● Problems to work on:
• 1. Decide whether each statement below agrees with the passage on settlement patterns, answering yes or no and quoting the words of the passage that settle it. (a) The passage says a draconian change in life style is the only way individuals and Households can survive without a comprehensive strategy. (b) The passage suggests moving the Household to a camper in Ohio. (c) The discussion takes the perspective of 50 percent of the economic and social Ziggurat.
• 2. Answer these questions using the passage on settlement patterns:
(a) What percentage of the economic and social Ziggurat does the discussion take its perspective from?
(b) What does the thesis call the only comprehensive strategy for a sustainable trajectory for civilization?
(c) What kind of farm is the land to be prepared for?
• 3. Write out the stretch of the passage on settlement patterns from "A draconian change" through "subsistence, off-the-grid farm.", word for word.
===== Text to read =====
In this discussion, we are talking about Quality of Life from the perspective of 75 percent of the economic and social Ziggurat.  (See THE ESTATES MATRIX.)


Another way of putting our thesis is that “Fundamental Transformation of human settlement patterns” is the only comprehensive strategy to achieve a sustainable trajectory for civilization without sacrifice of Quality of Life. 


A draconian change in life style is the only way individuals and Households can survive without a comprehensive strategy.  


What do we mean by “Draconian change?”  Something like this: 


Abandon the McMansion, the three Autonomobiles, the two jobs, the beach place and almost all the stuff.  Move the Household to a camper on land along a stream in West Virginia. Perhaps this is land that was purchased for a retreat / retirement home. Starting preparing the land for a subsistence, off-the-grid farm.
===== Information supplied =====
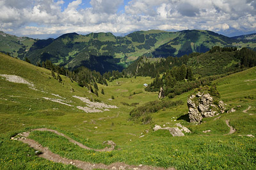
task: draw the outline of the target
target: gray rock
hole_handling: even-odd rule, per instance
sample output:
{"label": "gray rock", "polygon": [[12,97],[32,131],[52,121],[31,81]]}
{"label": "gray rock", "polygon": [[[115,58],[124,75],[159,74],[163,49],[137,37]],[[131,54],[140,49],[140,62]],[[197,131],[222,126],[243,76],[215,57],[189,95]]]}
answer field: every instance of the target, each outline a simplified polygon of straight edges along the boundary
{"label": "gray rock", "polygon": [[161,127],[161,126],[157,125],[155,125],[155,127],[153,128],[154,131],[157,131],[157,130],[159,130],[159,129],[161,129],[161,128],[162,128]]}
{"label": "gray rock", "polygon": [[158,98],[164,98],[164,90],[163,89],[163,88],[160,88],[159,92],[158,93]]}
{"label": "gray rock", "polygon": [[206,134],[206,133],[211,132],[211,130],[204,130],[203,133]]}
{"label": "gray rock", "polygon": [[112,141],[104,141],[103,144],[106,144],[108,145],[111,145],[111,146],[116,146],[116,144]]}
{"label": "gray rock", "polygon": [[188,98],[190,122],[198,123],[203,118],[212,117],[225,112],[225,104],[220,101],[218,105],[214,104],[213,98],[209,93],[198,92]]}
{"label": "gray rock", "polygon": [[184,136],[185,135],[182,133],[180,129],[177,127],[175,128],[169,128],[170,133],[173,136]]}
{"label": "gray rock", "polygon": [[236,112],[236,109],[234,107],[231,108],[231,109],[228,111],[227,112],[229,113],[229,112]]}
=====
● Answers to the tasks:
• 1.
(a) Yes: "A draconian change in life style is the only way individuals and Households can survive without a comprehensive strategy."
(b) No: "Move the Household to a camper on land along a stream in West Virginia."
(c) No: "from the perspective of 75 percent of the economic and social Ziggurat."

• 2.
(a) 75 percent.
(b) "Fundamental Transformation of human settlement patterns."
(c) A subsistence, off-the-grid farm.

• 3.
A draconian change in life style is the only way individuals and Households can survive without a comprehensive strategy.  


What do we mean by “Draconian change?”  Something like this: 


Abandon the McMansion, the three Autonomobiles, the two jobs, the beach place and almost all the stuff.  Move the Household to a camper on land along a stream in West Virginia. Perhaps this is land that was purchased for a retreat / retirement home. Starting preparing the land for a subsistence, off-the-grid farm.